### Set problem
Reproduce the lines from the one containing "--target wood grain" through the one containing "Provide the mask of each instance of the wood", inclusive, with no changes.

### Task input
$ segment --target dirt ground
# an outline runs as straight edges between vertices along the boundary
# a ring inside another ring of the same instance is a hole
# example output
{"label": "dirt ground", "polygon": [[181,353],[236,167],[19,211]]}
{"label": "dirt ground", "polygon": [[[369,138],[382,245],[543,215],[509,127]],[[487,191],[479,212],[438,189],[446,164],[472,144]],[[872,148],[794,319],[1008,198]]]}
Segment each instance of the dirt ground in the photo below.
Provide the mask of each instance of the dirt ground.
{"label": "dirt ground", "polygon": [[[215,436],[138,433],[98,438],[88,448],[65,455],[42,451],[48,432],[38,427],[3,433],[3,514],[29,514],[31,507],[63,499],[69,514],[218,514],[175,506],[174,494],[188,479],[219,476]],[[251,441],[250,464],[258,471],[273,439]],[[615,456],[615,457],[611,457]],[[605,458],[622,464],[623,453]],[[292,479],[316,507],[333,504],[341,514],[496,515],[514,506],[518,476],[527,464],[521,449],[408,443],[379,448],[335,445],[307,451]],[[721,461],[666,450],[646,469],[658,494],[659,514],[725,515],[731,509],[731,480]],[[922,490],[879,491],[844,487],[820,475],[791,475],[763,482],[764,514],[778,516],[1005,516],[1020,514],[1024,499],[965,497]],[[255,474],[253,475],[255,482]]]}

* * *

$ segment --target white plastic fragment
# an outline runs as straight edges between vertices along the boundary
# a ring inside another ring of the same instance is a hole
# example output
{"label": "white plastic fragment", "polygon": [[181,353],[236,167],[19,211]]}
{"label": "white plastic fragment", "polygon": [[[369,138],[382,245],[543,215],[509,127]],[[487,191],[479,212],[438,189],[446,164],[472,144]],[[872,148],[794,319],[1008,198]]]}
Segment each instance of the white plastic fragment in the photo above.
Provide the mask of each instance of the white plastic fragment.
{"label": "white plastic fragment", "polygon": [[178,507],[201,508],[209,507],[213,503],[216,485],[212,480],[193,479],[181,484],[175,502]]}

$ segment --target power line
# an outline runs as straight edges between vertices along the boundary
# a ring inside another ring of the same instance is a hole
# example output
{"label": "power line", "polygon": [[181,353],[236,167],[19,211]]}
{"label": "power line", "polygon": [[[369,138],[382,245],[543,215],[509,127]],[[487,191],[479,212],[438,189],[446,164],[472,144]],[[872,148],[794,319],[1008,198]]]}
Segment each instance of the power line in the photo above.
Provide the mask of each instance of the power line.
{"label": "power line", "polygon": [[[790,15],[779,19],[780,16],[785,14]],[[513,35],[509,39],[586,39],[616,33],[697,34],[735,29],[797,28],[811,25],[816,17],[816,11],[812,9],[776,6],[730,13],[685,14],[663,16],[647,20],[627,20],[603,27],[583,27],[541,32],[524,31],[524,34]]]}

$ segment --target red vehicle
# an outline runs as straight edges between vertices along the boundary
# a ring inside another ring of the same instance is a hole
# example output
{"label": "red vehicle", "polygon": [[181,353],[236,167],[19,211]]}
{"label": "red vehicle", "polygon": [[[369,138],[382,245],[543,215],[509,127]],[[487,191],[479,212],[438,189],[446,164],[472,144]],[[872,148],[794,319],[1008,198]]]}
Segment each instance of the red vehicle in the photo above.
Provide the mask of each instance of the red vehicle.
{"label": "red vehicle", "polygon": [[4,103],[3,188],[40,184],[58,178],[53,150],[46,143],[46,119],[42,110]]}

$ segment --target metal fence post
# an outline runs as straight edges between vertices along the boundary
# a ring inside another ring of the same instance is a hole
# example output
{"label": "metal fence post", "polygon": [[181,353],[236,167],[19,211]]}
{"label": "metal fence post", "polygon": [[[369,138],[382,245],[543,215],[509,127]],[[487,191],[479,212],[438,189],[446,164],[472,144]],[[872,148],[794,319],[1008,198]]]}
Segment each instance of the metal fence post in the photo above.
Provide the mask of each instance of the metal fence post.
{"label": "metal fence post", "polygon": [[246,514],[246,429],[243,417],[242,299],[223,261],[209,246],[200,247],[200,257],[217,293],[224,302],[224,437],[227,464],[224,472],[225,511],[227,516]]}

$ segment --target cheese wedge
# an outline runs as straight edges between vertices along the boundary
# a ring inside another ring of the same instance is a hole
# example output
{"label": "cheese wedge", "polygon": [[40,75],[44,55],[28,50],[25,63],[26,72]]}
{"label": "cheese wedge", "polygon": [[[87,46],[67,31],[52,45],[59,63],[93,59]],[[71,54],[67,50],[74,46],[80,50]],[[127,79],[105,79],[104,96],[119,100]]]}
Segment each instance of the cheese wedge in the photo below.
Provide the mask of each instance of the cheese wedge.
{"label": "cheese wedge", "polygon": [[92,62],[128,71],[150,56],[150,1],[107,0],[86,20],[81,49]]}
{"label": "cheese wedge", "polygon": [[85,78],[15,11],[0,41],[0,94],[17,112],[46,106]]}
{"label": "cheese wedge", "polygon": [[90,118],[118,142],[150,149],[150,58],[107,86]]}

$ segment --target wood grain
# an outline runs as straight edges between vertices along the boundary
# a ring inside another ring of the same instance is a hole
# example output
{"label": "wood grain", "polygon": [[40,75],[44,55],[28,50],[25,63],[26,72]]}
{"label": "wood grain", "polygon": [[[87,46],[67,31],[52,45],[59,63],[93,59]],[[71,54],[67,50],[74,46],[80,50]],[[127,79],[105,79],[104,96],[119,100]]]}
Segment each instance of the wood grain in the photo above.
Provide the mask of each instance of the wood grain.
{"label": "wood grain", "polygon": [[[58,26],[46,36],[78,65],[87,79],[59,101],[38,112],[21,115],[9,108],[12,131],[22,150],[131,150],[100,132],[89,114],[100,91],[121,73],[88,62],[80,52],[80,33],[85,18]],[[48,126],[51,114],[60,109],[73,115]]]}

### Answer to this problem
$ segment --target wood grain
# an outline runs as straight edges between vertices along the boundary
# a ring inside another ring of the same instance is a hole
# example output
{"label": "wood grain", "polygon": [[40,75],[44,55],[28,50],[25,63],[26,72]]}
{"label": "wood grain", "polygon": [[[87,46],[67,31],[52,45],[59,63],[93,59]],[[71,54],[67,50],[74,46],[80,50]],[[127,79],[105,79],[104,96],[119,100]]]}
Segment each instance of the wood grain in the photo above.
Provide the mask of each instance of the wood grain.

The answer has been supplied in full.